Texto:
━━━━━━━━━━━━━━━━
Negativa Fiscal e a validade dos atos jurídicos
Décio Antônio Erpen
Sumário: 1. Considerações preliminares: a propriedade. 2. Estágios da propriedade no Brasil. 3. Da Lei das Escrituras Públicas. 4 Ensaio para simplificação dos atos. 5. Das Cautelares Fiscais. 6. Precedentes jurisprudenciais: da nulidade e da ineficácia. 7. As Negativas fiscais e o Juízo Falimentar. 8. Dos instrumentos particulares e da clandestinidade. 9. O Código Civil de 2002 e as Negativas Fiscais. 10. Conclusão.
1. CONSIDERAÇÕES PRELIMINARES: a propriedade
Estamos insistindo, há muito, que a Constituição ao consagrar o instituto da propriedade, fez uma única ressalva no sentido de que ela “atenderá a sua função social” (art.5O, XXII e XXIII). Ao admitir o instituto da desapropriação, adotou normas rígidas em torno dos casos e do pagamento.
Em momento algum dispôs que a alienação da propriedade ficaria condicionada ao prévio pagamento dos tributos eventualmente devidos às Pessoas do Direito Público Interno ou às Autarquias, quer em razão de imposto incidente sobre a coisa vendida (propter rem), quer em razão de débitos pessoais do alienante. Não criou a Constituição nenhuma Hipoteca Fiscal coletiva. O legislador ordinário, na defesa e comodidade do Fisco, é que invadiu, de cheio, a cidadania, passando a condicionar a validade do ato jurídico à prévia declaração do Poder Público de que o alienante nada estaria a dever. Caso contrário, seu patrimônio estaria bloqueado por uma indisponibilidade genérica.
2. ESTÁGIOS DA PROPRIEDADE NO BRASIL
Num exame do instituto da propriedade, no Brasil, constatam-se três estágios distintos. O primeiro diz respeito ao período do Império, quando o instituto do crédito precedeu o instituto da propriedade. Isso se vê quando se adotou o Registro Hipotecário (1864) antes do instituto da propriedade. O segundo ciclo está no Código Civil, disciplinando o instituto da propriedade na sua forma mais edificante. Os atributos da propriedade foram preservados, bem assim a posição da Fazenda Pública ao se proclamar que “A certidão negativa exonera o imóvel e isenta o adquirente de toda responsabilidade.” (art. 1.137 - CCB). O terceiro ciclo foi o chamado Fazendário, quando o Estado-fiscal pensou haver descoberto uma fórmula mágica de truncar a vida do cidadão, condicionando o tráfego imobiliário à prévia manifestação do Poder Público para deferir seu placet. Isso se iniciou com o Estatuto da Terra, que exige a prévia prova do pagamento do imposto sobre o imóvel, seguindo-se a Lei da Previdência Social, até que foi consagrada tal prática no cotidiano.
━━━━━━━━━━━━━━━━
Anotações de polígonos em fotos
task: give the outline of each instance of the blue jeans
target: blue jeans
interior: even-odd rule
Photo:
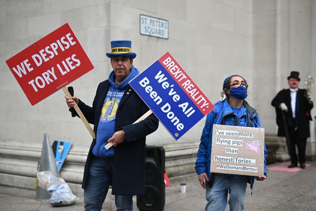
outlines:
[[[230,211],[243,211],[248,176],[214,174],[212,187],[206,189],[205,211],[224,211],[228,204]]]
[[[100,211],[112,179],[113,157],[101,158],[91,156],[90,169],[84,189],[84,210]],[[133,211],[133,196],[115,196],[118,211]]]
━━━━━━━━━━━━━━━━
Tarefas:
(1) Como fica em inglês a frase "Não criou a Constituição nenhuma Hipoteca Fiscal coletiva.", do texto sobre negativa fiscal?
(2) Quais são os estágios da propriedade no Brasil apontados no texto sobre negativa fiscal?
O material não tem nenhum papel no que se pede aqui.

Respostas:
(1) The Constitution did not create any collective Tax Mortgage.

(2) O período do Império, o ciclo do Código Civil e o ciclo chamado Fazendário.